STATED TASK: Copy out the 2017–18 Ranji Trophy article word for word.

QUOTED PASSAGE:

***

2017–18 Ranji Trophy
- The Ranji Trophy, awarded to the winners
- Dates: 6 October 2017 – 2 January 2018
- Administrator: BCCI
- Cricket format: First-class cricket
- Tournament format: Round-robin then knockout
- Host: India
- Champions: Vidarbha (1st title)
- Participants: 28
- Matches: 91
- Most runs: Mayank Agarwal (1,160) (Karnataka)
- Most wickets: Jalaj Saxena (44) (Kerala)

= 2017–18 Ranji Trophy =

Cricket tournament

The 2017–18 Ranji Trophy was the 84th season of the Ranji Trophy, the premier first-class cricket tournament that took place in India between October 2017 and January 2018. Vidarbha won the tournament, beating Delhi by 9 wickets in the final, to win their first Ranji Trophy title. Vidarbha made their Ranji Trophy debut in the 1957–58 season, making it the third-longest wait before a team won their maiden title. Vidarbha's captain, Faiz Fazal, said that "winning the Ranji Trophy has been the biggest achievement in my career".

***

EXTRACTED RECORDS:
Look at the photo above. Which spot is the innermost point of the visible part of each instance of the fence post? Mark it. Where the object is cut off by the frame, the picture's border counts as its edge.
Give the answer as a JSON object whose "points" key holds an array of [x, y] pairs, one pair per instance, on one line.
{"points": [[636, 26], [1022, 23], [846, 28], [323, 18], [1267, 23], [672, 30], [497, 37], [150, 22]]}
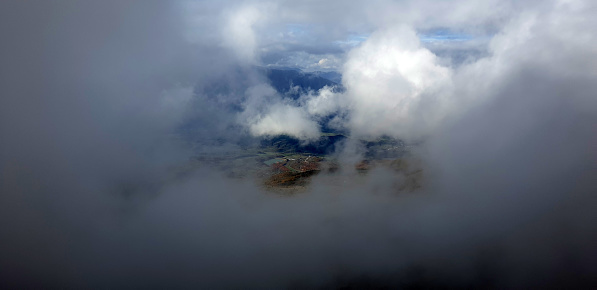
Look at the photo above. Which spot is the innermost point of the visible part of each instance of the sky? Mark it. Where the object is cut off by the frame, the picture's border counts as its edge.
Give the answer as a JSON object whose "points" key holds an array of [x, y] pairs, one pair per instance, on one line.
{"points": [[500, 95]]}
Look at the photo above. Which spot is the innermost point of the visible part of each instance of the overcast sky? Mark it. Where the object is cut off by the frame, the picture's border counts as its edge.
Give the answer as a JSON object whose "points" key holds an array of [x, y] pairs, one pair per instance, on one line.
{"points": [[500, 95]]}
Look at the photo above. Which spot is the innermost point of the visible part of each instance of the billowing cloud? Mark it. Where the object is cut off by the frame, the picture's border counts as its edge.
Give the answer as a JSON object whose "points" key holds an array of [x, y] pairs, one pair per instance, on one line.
{"points": [[95, 190]]}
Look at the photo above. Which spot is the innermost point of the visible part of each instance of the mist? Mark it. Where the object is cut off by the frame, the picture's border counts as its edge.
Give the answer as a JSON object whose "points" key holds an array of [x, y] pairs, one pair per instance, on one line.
{"points": [[105, 107]]}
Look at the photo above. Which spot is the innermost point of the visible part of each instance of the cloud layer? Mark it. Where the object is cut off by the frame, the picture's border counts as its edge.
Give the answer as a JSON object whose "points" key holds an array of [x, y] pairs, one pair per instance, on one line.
{"points": [[92, 158]]}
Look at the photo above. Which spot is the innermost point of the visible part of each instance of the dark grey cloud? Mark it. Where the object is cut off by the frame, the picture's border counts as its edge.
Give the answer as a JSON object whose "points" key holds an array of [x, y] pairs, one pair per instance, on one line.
{"points": [[91, 195]]}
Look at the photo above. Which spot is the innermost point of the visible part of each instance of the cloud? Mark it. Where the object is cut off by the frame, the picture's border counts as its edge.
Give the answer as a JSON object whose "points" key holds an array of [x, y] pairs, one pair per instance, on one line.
{"points": [[93, 180]]}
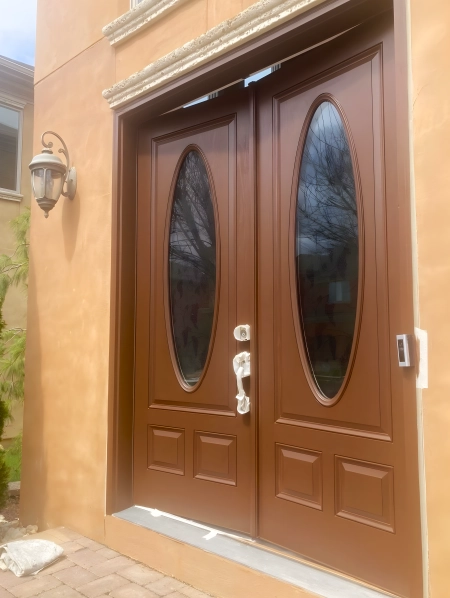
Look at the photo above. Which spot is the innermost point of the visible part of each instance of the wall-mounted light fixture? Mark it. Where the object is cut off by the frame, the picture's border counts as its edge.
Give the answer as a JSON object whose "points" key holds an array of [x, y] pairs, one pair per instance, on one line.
{"points": [[49, 174]]}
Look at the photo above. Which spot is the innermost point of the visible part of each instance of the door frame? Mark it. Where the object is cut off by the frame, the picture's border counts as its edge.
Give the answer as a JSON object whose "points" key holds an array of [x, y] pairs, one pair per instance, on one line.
{"points": [[292, 37]]}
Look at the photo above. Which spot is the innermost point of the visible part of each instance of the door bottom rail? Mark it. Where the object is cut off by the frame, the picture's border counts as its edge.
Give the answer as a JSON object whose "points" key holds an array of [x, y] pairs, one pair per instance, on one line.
{"points": [[251, 553]]}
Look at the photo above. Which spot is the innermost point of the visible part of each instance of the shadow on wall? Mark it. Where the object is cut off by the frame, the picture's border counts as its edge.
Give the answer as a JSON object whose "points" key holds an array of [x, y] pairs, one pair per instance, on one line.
{"points": [[70, 221]]}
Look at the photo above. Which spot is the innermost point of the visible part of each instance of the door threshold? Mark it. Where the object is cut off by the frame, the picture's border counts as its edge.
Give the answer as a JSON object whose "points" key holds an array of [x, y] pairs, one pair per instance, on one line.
{"points": [[253, 554]]}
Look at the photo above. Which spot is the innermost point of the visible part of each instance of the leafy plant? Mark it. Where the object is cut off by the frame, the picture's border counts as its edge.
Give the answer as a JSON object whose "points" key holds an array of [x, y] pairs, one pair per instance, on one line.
{"points": [[13, 273], [13, 459]]}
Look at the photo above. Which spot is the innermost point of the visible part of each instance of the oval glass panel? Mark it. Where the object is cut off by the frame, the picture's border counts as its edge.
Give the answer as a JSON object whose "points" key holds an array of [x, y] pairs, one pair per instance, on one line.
{"points": [[327, 249], [192, 267]]}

***

REPLY TO THE TASK:
2017–18 Ranji Trophy
- The Ranji Trophy, awarded to the winners
- Dates: 6 October 2017 – 2 January 2018
- Administrator: BCCI
- Cricket format: First-class cricket
- Tournament format: Round-robin then knockout
- Host: India
- Champions: Vidarbha (1st title)
- Participants: 28
- Matches: 91
- Most runs: Mayank Agarwal (1,160) (Karnataka)
- Most wickets: Jalaj Saxena (44) (Kerala)

= 2017–18 Ranji Trophy =

Cricket tournament

The 2017–18 Ranji Trophy was the 84th season of the Ranji Trophy, the premier first-class cricket tournament that took place in India between October 2017 and January 2018. Vidarbha won the tournament, beating Delhi by 9 wickets in the final, to win their first Ranji Trophy title. Vidarbha made their Ranji Trophy debut in the 1957–58 season, making it the third-longest wait before a team won their maiden title. Vidarbha's captain, Faiz Fazal, said that "winning the Ranji Trophy has been the biggest achievement in my career".